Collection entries
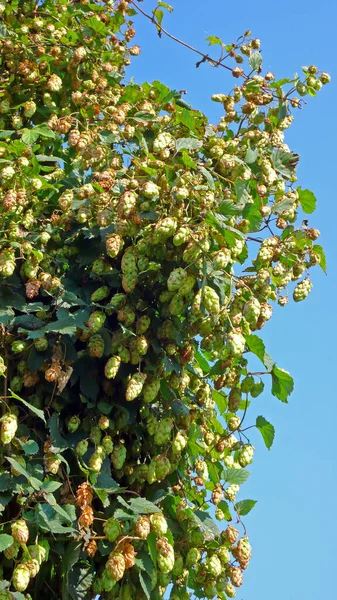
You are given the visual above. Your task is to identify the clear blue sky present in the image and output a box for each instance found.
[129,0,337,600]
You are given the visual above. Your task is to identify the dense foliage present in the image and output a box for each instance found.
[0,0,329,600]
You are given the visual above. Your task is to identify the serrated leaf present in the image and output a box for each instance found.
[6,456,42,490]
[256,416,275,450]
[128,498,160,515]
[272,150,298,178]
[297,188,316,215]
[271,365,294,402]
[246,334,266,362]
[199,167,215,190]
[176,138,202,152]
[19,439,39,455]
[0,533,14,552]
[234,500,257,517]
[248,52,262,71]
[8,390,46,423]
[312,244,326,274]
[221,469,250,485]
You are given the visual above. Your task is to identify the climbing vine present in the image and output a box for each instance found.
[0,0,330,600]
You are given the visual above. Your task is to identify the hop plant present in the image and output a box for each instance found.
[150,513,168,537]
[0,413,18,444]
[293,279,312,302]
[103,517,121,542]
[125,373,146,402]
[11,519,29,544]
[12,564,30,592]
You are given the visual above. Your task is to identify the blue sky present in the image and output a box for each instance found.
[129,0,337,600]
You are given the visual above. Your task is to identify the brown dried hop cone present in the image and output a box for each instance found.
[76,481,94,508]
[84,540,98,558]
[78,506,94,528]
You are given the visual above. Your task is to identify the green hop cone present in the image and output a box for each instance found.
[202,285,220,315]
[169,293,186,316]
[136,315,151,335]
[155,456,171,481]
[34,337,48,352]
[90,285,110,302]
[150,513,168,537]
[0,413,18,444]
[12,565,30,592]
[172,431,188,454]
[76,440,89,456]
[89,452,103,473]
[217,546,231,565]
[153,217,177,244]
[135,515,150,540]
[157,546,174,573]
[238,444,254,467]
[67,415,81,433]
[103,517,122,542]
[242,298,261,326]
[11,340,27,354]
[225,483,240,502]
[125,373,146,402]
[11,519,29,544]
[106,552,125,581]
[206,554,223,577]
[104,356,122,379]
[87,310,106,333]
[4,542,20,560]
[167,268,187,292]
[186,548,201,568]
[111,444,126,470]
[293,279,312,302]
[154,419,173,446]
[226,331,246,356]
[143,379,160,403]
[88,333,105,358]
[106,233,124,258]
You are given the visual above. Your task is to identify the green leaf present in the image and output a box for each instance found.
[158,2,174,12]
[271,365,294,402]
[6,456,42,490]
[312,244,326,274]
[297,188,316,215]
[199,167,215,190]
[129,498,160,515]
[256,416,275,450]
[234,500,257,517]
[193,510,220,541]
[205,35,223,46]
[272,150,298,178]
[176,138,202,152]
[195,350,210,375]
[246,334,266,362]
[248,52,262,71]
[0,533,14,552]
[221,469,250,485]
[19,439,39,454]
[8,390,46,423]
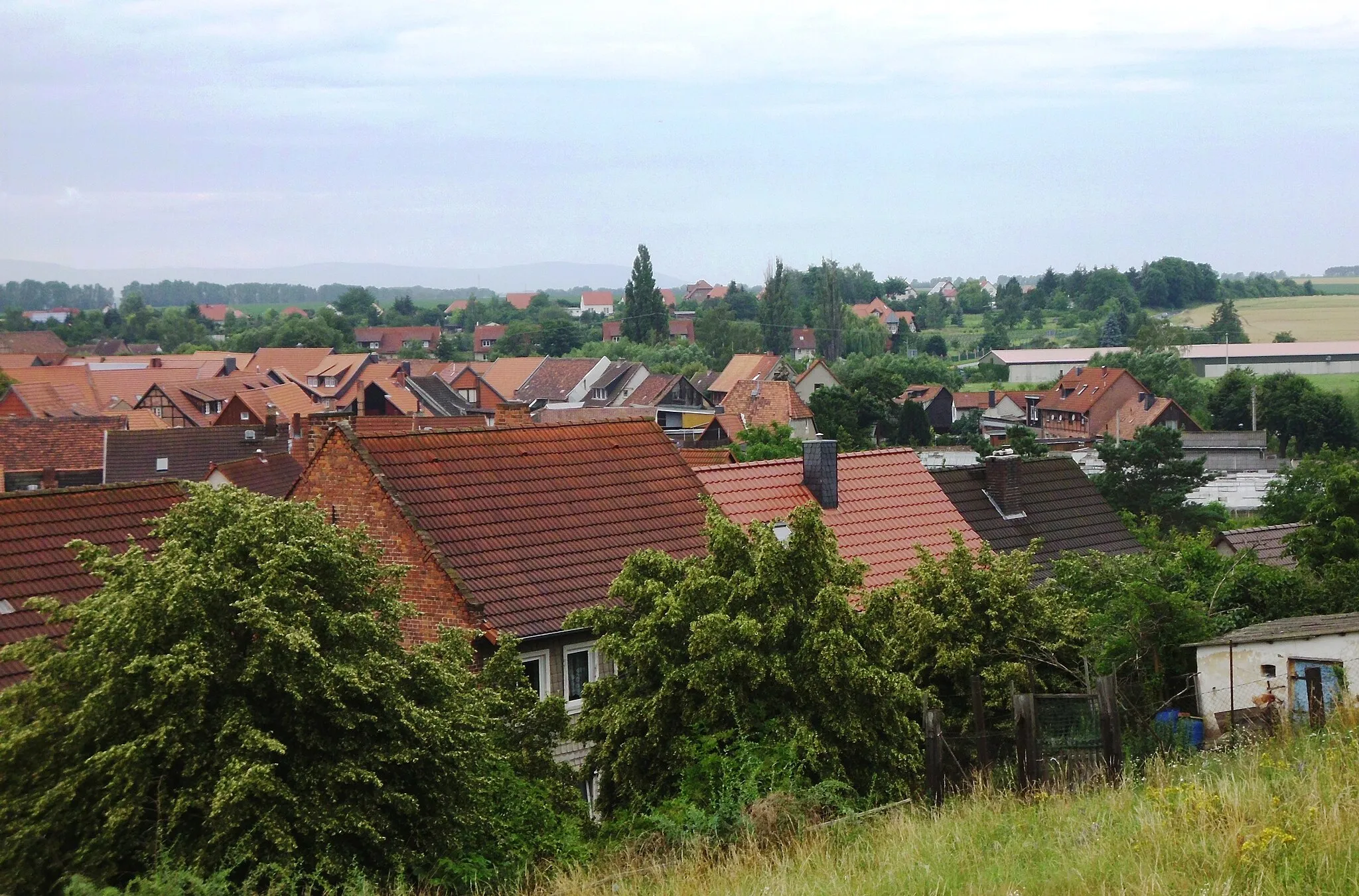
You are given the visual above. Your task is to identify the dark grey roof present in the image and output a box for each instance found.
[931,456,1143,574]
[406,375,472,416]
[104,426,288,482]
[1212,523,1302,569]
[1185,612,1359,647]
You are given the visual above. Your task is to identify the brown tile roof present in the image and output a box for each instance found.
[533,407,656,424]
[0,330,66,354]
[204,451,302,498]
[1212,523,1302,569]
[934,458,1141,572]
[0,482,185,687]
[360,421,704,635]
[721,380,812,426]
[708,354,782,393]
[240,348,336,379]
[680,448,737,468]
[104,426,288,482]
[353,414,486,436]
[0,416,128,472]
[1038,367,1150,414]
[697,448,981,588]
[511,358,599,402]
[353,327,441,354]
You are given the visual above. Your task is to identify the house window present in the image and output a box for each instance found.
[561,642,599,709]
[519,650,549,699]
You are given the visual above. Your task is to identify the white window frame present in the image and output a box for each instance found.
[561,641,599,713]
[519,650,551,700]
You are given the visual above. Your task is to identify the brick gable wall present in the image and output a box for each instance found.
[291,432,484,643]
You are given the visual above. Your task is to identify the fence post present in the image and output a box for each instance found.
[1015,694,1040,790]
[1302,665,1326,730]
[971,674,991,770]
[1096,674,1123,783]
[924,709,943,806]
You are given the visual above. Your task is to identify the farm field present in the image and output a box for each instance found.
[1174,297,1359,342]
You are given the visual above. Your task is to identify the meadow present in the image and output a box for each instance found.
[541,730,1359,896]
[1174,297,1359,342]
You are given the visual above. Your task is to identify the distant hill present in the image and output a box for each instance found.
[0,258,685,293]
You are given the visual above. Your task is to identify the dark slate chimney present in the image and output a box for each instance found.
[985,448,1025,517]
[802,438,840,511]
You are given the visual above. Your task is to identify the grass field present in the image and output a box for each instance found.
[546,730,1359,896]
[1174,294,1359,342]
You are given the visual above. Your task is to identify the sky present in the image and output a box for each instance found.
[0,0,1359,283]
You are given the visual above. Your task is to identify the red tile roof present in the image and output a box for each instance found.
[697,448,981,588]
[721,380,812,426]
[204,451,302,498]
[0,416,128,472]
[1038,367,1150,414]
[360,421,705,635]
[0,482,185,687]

What you should do> Copy every line of the records above word for word, leaving out the pictures.

Task answer>
You are given the visual above. Your task is to identify the clear blue sky present in the image and output a box for each instance found.
[129,0,337,600]
You are given the visual above. Your task is to identify the dense foliage present in the image and output a box for each instance found.
[0,0,329,600]
You are given the visual above. Your task is to identify the serrated leaf present in the image and output a box for each instance found.
[6,456,42,490]
[256,416,275,450]
[128,498,160,515]
[272,150,298,178]
[297,188,316,215]
[271,365,294,402]
[246,334,266,362]
[199,167,215,190]
[176,138,202,152]
[19,439,39,455]
[0,533,14,552]
[234,500,257,517]
[248,52,262,71]
[8,390,46,423]
[312,244,326,274]
[221,469,250,485]
You are given the visual above. Your task is to identify the climbing vine present in the image and output a box for each instance found.
[0,0,330,600]
You are given the visual above. Your task is to identify the hop plant present in the image and output a box for each instance found.
[150,513,168,537]
[0,413,18,444]
[293,279,312,302]
[103,517,121,542]
[125,373,146,402]
[11,519,29,544]
[12,564,30,592]
You are given the visual above. Your task is to identify the blue sky present in the image and output a box for each instance found.
[129,0,337,600]
You are given the visual above. Your task is to identify the brown dried hop cone present in the image and output a box for each instance found.
[76,481,94,508]
[84,540,98,558]
[78,506,94,528]
You are given the visual above. Your task is to identify the green hop cone present in the image and output a box for each instance found.
[202,285,220,315]
[169,293,186,316]
[136,315,151,335]
[155,456,171,481]
[34,337,48,352]
[90,285,110,302]
[150,513,168,537]
[0,413,18,444]
[12,565,30,592]
[172,431,188,454]
[76,440,89,456]
[89,452,103,473]
[217,546,231,565]
[153,217,177,244]
[135,515,150,540]
[157,546,174,573]
[238,444,254,467]
[67,415,81,433]
[103,517,122,542]
[242,298,261,326]
[11,340,27,354]
[225,483,240,502]
[125,373,146,402]
[11,519,29,544]
[106,552,125,581]
[206,554,223,577]
[104,356,122,379]
[87,310,106,333]
[4,542,20,560]
[167,268,187,292]
[186,548,201,568]
[111,444,126,470]
[293,279,312,302]
[154,419,173,446]
[226,331,246,356]
[143,379,160,403]
[88,333,105,358]
[106,233,124,258]
You are given the visual above. Your task is to identify the green leaf present in the image and output a box for each instance found.
[158,2,174,12]
[271,365,294,402]
[6,456,42,490]
[312,244,326,274]
[297,188,316,215]
[199,167,215,190]
[129,498,160,515]
[256,416,275,450]
[234,500,257,517]
[193,510,220,541]
[205,35,223,46]
[272,150,298,178]
[176,138,202,152]
[195,350,210,375]
[246,334,266,362]
[248,52,262,71]
[0,533,14,552]
[221,469,250,485]
[19,439,39,454]
[8,390,46,423]
You are given the visual above. Your task is to identify the dark grey roof present in the image and output a box for each instance found.
[931,456,1143,574]
[406,375,472,416]
[104,426,288,482]
[1212,523,1302,569]
[1185,612,1359,647]
You are given the visual above. Your task is to identify the brown tile roof present in the image and output a box for each instance found.
[533,407,656,424]
[0,330,66,354]
[204,451,302,498]
[1212,523,1302,569]
[934,458,1141,572]
[0,482,185,687]
[360,421,704,635]
[721,380,812,426]
[708,354,782,393]
[240,348,336,379]
[680,448,737,468]
[104,426,288,482]
[353,414,486,436]
[0,416,128,472]
[1038,367,1150,414]
[697,448,981,588]
[511,358,599,402]
[353,327,441,354]
You are given the visual above. Your task is to identify the house window present in the image and output a box for each instance found.
[561,642,599,709]
[519,650,549,699]
You are given the visual above. Your task is to identify the white window frame present in the image and output a box for each instance found.
[561,641,599,713]
[519,650,551,700]
You are given the visual above. Your task is to identify the brick gable wall present in the image and output a box for each instance found.
[291,432,484,643]
You are given the visual above. Your task is to identify the fence post present in the image and output a box for each instance found.
[1015,694,1040,790]
[1302,665,1326,730]
[971,674,991,770]
[1096,674,1123,783]
[924,709,943,806]
You are given the visual above. Your task is to identify the farm field present in the image and output a box for each instance found.
[1174,297,1359,342]
You are given the visual above. Your task is to identify the meadow present in the image and output a box for each instance found.
[541,730,1359,896]
[1174,297,1359,342]
You are given the visual above. Your task is to identify the distant hill present in the image and output a box for each instance found.
[0,258,685,293]
You are given the visual above. Your task is to identify the dark slate chimney present in the image and output a box for each instance found.
[985,448,1025,517]
[802,438,840,511]
You are given the visual above. Your task is to identify the grass field present in the image and output a box for each instance found.
[546,730,1359,896]
[1174,294,1359,342]
You are given the visual above. Your task is to identify the sky present in the image and output a box for each instance found.
[0,0,1359,283]
You are given the visual above. Your task is to identify the red tile roof present in the image and output a box for each instance found.
[697,448,981,588]
[721,380,812,426]
[204,451,302,498]
[0,416,128,472]
[1038,367,1150,414]
[360,421,705,635]
[0,482,185,687]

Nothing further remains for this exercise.